**Records to process**
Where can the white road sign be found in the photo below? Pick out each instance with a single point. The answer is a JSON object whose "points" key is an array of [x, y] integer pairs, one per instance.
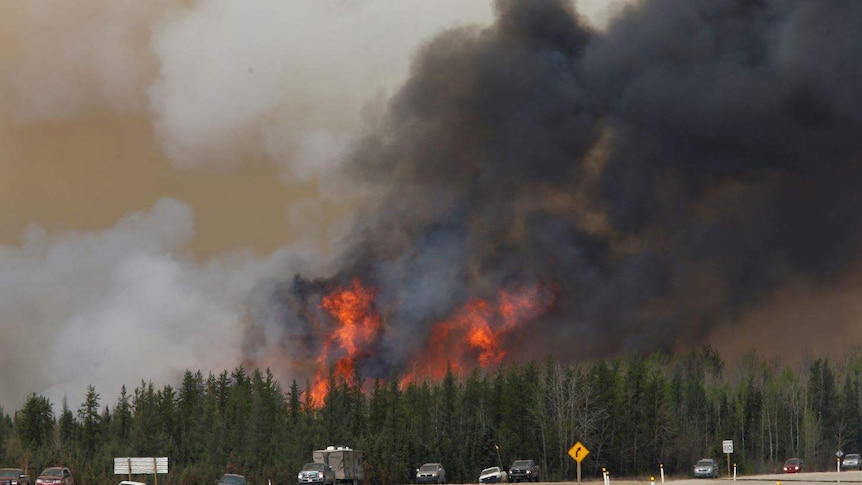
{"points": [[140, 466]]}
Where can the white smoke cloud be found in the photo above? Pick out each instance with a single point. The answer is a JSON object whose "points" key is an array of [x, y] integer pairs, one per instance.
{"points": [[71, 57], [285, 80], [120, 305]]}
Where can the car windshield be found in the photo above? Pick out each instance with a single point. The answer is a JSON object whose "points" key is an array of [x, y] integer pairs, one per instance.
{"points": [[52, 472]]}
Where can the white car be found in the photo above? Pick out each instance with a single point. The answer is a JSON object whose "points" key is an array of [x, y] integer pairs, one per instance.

**Problem to solve**
Omit every image. Quote each record exactly.

**Your response**
Where can the white road sign be found in the photo below? Pick out each instance with a single point. The answer is a JSON object whose "points" key is an array of [x, y] integer pairs, one per instance.
{"points": [[140, 466]]}
Where can the white smoke cloud be found in the photo above? Pick out each instance with a single point. The answer is a JSON object whose "points" key is an array of [x, y] integer pairs, one per instance.
{"points": [[71, 57], [285, 80], [120, 305]]}
Where can the car windshield be found in the photo above? Pick out each instance with a single point. The answer is a JSON object whose "points" key is an array of [x, y] integer pairs, one per instance.
{"points": [[52, 472]]}
Where can the white car be found in the photo above? Pick out each instance with a single point. The answer is a JSON object whose "points" key is an array of [x, y] integer pairs, one per instance.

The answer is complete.